*THE PROBLEM:* Rewrite the records from the line containing "Put a marker on every instance of the bird" through the line containing "[(70, 117), (246, 288), (11, 11), (414, 217), (358, 99)]", replacing "beach surface" with "shoreline" and leaving everything else unchanged. Give only those lines.

------

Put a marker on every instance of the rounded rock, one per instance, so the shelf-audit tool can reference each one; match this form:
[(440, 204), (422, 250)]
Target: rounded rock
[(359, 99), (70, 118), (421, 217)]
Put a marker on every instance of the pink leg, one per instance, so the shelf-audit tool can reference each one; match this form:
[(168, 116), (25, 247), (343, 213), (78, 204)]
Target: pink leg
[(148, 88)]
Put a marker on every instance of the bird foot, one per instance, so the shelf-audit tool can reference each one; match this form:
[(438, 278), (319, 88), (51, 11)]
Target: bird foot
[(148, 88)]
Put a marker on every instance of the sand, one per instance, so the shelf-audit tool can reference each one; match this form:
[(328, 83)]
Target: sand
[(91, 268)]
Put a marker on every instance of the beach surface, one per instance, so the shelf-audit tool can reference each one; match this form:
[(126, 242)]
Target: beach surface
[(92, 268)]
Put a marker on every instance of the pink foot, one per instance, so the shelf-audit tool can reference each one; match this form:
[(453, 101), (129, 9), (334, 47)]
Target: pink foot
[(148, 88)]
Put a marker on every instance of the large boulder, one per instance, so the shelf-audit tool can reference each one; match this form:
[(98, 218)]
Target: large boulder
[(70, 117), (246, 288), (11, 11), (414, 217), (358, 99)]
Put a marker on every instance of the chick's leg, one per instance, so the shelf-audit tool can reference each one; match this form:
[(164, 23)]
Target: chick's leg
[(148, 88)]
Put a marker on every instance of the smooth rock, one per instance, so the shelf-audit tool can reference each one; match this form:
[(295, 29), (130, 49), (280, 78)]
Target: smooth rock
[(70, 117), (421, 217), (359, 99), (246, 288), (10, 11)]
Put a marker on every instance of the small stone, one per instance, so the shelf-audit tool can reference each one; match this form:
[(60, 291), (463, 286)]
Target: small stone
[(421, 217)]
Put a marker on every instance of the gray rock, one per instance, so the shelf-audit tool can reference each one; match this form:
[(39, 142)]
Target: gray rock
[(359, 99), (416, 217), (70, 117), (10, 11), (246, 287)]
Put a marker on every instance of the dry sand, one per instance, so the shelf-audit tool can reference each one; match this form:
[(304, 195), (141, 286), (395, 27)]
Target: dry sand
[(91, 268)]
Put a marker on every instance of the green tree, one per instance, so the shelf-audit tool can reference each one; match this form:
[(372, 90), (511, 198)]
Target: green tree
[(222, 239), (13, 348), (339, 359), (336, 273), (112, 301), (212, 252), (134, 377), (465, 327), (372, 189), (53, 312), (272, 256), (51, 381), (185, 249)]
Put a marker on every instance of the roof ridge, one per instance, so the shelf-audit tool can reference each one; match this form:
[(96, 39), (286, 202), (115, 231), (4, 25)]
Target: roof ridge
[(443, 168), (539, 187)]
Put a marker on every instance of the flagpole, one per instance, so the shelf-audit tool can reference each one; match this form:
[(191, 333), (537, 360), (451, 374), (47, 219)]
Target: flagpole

------

*THE SOLUTION:*
Put a marker on every instance of the bird foot, one per instance, so the shelf-audit tool can reference each one; match this form:
[(438, 278), (319, 88), (51, 11)]
Target: bird foot
[(148, 88)]
Put a marker on every instance of the sand, one per instance, so the shelf-audit tool can reference each one; match this form:
[(328, 83)]
Target: sand
[(91, 268)]
Put a marker on every instance of the shoreline, one per instance, so the shelf-audit tool can reference each one; match this form:
[(126, 242)]
Target: shoreline
[(92, 268)]
Put a marker on every instance of the pink foot, one per instance, so the shelf-audit tool can reference each one; match this form:
[(453, 101), (129, 9), (334, 47)]
Target: pink foot
[(148, 88)]
Put a marker on every instance of the large boulder, one per instance, so the shelf-audit tool can reference each one; match this form:
[(98, 218)]
Target: large boulder
[(70, 117), (246, 288), (11, 11), (414, 217), (358, 99)]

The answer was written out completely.